### Document excerpt:
-- START --

Busy week coming up for the ECB.

@All
To me an obvious lesson from this crisis is that not only banks, bubbles and governments need to be reined in but also financial markets. Eventually the dust will clear and everyone will wonder why the markets were acting like a giant comet was heading for Greece rather than, at worst, a debt restructuring. Why? Because speculators made massive bets on forcing a restructuring and then hyped and bet on it relentlessly. The costs of this instability have surely been massive – including three lives directly – and the recovery of the European economy can only have been impeded. This can’t be allowed to happen again. The hunting of live peoples by wild, animal-like financial speculators is surely a bloodsport the world must abolish.

Should we announce more details of our spending cuts and tax rises? Enough of this infernal gambling racket. What Europe needs is for the police to break up this game.

-- END --

### Dataset records:
-- START --

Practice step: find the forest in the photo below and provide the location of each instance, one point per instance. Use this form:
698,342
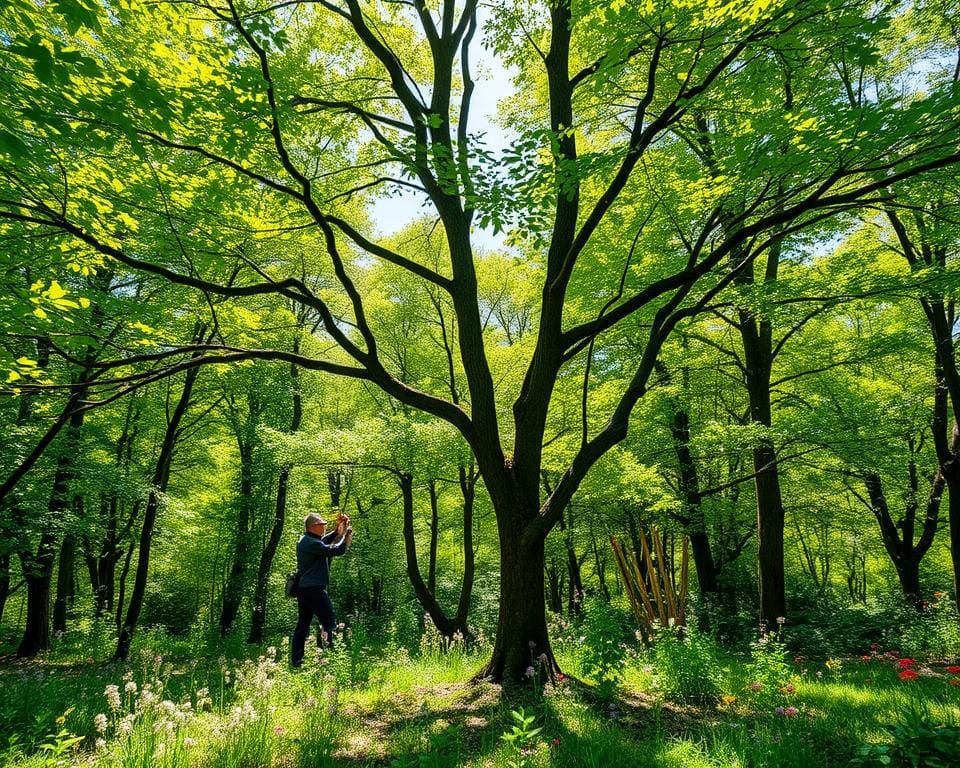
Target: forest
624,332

-- END --
-- START --

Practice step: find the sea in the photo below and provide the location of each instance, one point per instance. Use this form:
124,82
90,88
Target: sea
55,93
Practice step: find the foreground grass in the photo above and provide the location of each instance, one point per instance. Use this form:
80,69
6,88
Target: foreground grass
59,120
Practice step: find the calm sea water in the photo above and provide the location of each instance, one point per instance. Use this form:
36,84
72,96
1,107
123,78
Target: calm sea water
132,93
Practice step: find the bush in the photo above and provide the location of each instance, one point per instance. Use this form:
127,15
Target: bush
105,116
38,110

-- END --
-- START --

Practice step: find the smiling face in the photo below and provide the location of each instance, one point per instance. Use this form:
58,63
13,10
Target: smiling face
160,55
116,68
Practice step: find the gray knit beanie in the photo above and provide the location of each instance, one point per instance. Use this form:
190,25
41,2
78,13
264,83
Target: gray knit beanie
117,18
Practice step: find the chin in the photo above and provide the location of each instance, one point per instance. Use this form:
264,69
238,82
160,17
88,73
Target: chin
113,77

-- END --

Write what comes next in the comment on the ECB and market speculators, picking up after its final sentence.

@All
Courtesy of poster Dreaded_Estate on another forum:
“According to CMA this morning Ireland is now considered the 10th most likely sovereign to default/restructure its debt. Placing us just behind Iraq, Latvia and Dubai but ahead of Iceland.

Portugal and Greece also make the top 10.”

Entity Name Mid Spread CPD (%)
Greece 1007.69 55.19
Venezuela 1078.10 52.35
Argentina 1013.70 49.80
Pakistan 724.00 38.73
Portugal 502.37 35.12
Ukraine 616.29 34.78
Dubai 456.49 27.07
Latvia 407.87 24.66
Iraq 392.20 24.29
Ireland 308.47 23.47″

http://www.cmavision.com/market-data

I know we’re bad but just behind Iraq? We had a so-called “civil war” over Roy Keane and Saipan – they had a CIVIL WAR. This is an insane gambling racket run by crazed financial speculators.

@LorcanRK
Fair enough. But Pakistan (civil strife and (possible nuclear) war risk) is not all that much worse than Portugal and much better than Greece. Are we really 40% as risky as Pakistan? There was fierce fighting last year in the Swat valley. Is it only twice as dangerous as Liffey Valley?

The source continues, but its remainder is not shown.